作業課題: 以下にある交通事故のインタビュー記事を、一字一句変えずに全文引用せよ。
═════ 読解本文 ═════
車体が押しつぶされ、割れたフロントガラスは目の前まで迫っていた ── 。2015年10月13日の早朝、シングルマザーとして中2の娘を育てていたキャロットyoshie.さんは大きな交通事故にあい、右手足を切断することに。(全2回中の1回)
右側に「ヌルッとするような感じがした」

── 2015年10月13日早朝、車を運転中、対向車がセンターラインを超え、キャロットyoshie.さん(以下、キャロットさん)の車と正面衝突する大事故が発生。キャロットさんは事故の影響で右手と右足を失い、人生が一変しました。多大なる苦労や困難があったかと思いますが、まず、事故にあう前の生活についてお聞かせいただけますか。
キャロットさん:娘が2歳のときに離婚して、シングルマザーとして私・娘・3匹の愛犬と共に過ごしていました。仕事は美容師として自分のお店を運営しながら、夜はドライバーとして勤務。事故当時は娘が中学2年生だったので、事故にあうまでは毎朝お弁当も作っていました。
── そうした日常を過ごすなかで事故に遭遇。事故当時の状況について教えてください。
キャロットさん:早朝4時半くらいですね。片側1車線の住宅街を走っていたら、ものすごい勢いで対向車がこちらに向かってきたんです。
═════ 抽出データ ═════
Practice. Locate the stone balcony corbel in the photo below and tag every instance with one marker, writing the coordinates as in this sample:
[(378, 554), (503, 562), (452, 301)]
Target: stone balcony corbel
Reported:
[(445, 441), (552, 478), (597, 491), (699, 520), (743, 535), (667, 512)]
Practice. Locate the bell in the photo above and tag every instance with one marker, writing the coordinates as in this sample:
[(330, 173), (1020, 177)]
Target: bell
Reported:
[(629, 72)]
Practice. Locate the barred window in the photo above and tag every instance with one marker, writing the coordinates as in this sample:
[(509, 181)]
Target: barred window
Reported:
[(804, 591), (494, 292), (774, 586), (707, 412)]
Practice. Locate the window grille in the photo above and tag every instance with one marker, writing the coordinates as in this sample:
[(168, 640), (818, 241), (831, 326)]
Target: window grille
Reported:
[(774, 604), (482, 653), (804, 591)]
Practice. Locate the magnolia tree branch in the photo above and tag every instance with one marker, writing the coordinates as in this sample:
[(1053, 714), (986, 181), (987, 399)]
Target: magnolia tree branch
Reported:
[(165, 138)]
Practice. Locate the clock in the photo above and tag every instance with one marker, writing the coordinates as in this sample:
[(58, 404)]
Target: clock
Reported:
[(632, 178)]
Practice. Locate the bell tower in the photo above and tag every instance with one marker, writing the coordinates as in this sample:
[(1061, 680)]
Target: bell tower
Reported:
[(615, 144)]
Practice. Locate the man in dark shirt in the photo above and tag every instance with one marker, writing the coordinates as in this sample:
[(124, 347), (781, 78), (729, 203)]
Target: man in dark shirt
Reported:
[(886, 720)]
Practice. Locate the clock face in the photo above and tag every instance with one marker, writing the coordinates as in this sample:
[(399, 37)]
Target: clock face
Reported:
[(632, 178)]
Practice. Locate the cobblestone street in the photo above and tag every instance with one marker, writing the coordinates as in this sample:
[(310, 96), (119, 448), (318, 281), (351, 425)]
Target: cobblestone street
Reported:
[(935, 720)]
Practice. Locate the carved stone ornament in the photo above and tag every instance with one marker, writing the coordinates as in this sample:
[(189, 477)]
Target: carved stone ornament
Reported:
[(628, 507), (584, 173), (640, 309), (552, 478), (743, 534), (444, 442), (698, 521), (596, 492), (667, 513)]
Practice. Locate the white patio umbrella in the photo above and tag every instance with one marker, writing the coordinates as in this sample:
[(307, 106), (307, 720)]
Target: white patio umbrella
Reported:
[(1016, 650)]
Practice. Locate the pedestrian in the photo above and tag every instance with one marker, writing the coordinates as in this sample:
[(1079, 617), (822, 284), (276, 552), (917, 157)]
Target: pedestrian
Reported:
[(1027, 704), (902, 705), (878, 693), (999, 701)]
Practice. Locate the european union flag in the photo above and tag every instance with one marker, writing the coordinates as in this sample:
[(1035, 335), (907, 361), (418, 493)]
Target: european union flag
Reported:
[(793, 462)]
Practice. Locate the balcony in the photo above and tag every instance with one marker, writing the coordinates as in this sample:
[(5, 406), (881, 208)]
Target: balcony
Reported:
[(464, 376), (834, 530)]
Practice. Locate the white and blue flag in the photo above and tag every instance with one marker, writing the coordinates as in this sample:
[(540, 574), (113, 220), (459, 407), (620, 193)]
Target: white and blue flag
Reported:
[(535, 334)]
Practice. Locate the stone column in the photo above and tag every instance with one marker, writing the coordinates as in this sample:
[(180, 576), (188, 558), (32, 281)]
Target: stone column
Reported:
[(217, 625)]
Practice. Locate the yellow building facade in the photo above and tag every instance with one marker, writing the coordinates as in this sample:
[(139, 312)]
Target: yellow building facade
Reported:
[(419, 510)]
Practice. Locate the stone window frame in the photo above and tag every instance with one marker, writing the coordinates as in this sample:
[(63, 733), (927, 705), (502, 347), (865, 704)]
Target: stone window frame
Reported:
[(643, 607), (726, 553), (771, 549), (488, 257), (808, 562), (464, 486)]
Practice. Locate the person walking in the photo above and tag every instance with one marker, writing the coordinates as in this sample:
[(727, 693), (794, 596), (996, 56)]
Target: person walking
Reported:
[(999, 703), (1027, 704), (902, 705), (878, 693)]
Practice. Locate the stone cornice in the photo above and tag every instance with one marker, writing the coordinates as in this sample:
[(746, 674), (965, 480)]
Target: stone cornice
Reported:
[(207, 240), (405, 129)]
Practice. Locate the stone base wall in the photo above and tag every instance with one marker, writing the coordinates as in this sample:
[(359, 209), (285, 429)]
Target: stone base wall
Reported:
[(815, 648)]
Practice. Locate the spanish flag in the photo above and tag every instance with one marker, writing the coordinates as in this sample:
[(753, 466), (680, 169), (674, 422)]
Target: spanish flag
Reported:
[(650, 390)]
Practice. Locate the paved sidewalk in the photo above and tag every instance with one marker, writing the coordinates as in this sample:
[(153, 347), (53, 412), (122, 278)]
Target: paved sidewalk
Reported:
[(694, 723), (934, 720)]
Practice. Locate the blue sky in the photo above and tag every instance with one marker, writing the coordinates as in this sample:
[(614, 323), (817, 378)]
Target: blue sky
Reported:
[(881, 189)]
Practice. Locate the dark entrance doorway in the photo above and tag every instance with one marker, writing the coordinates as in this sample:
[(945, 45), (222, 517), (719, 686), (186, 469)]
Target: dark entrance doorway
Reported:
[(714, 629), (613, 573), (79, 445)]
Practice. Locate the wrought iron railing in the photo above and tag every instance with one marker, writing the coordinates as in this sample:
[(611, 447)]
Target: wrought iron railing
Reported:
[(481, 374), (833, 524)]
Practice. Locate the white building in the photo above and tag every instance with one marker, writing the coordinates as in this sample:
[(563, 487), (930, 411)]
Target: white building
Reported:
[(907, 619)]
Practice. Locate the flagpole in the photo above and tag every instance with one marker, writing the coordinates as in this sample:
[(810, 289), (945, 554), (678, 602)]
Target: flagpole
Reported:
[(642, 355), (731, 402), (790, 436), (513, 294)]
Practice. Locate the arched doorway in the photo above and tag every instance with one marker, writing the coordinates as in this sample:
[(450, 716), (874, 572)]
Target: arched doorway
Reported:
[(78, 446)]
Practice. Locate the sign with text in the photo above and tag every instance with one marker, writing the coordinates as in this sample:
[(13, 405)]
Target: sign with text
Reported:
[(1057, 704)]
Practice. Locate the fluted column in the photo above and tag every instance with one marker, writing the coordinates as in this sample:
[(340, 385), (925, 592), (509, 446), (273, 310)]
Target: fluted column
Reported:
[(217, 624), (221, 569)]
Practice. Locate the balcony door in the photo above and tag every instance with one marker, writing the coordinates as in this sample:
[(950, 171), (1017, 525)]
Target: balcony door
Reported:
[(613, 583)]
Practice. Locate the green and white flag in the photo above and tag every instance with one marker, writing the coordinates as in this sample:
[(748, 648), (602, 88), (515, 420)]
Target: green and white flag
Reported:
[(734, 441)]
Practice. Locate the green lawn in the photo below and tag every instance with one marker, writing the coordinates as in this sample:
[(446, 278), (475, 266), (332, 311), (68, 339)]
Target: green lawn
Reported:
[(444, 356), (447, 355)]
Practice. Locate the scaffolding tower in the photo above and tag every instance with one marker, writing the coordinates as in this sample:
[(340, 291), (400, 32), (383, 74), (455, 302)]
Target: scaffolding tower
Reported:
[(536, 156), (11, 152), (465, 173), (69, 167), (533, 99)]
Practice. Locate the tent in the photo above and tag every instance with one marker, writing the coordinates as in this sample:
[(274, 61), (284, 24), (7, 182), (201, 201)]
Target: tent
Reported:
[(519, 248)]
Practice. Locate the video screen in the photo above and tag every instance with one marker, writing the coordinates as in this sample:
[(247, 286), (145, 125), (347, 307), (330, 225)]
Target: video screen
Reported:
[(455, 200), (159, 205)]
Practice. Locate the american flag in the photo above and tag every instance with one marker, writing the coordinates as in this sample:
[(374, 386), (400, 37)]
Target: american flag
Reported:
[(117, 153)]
═════
出力結果:
車体が押しつぶされ、割れたフロントガラスは目の前まで迫っていた ── 。2015年10月13日の早朝、シングルマザーとして中2の娘を育てていたキャロットyoshie.さんは大きな交通事故にあい、右手足を切断することに。(全2回中の1回)
右側に「ヌルッとするような感じがした」

── 2015年10月13日早朝、車を運転中、対向車がセンターラインを超え、キャロットyoshie.さん(以下、キャロットさん)の車と正面衝突する大事故が発生。キャロットさんは事故の影響で右手と右足を失い、人生が一変しました。多大なる苦労や困難があったかと思いますが、まず、事故にあう前の生活についてお聞かせいただけますか。
キャロットさん:娘が2歳のときに離婚して、シングルマザーとして私・娘・3匹の愛犬と共に過ごしていました。仕事は美容師として自分のお店を運営しながら、夜はドライバーとして勤務。事故当時は娘が中学2年生だったので、事故にあうまでは毎朝お弁当も作っていました。
── そうした日常を過ごすなかで事故に遭遇。事故当時の状況について教えてください。
キャロットさん:早朝4時半くらいですね。片側1車線の住宅街を走っていたら、ものすごい勢いで対向車がこちらに向かってきたんです。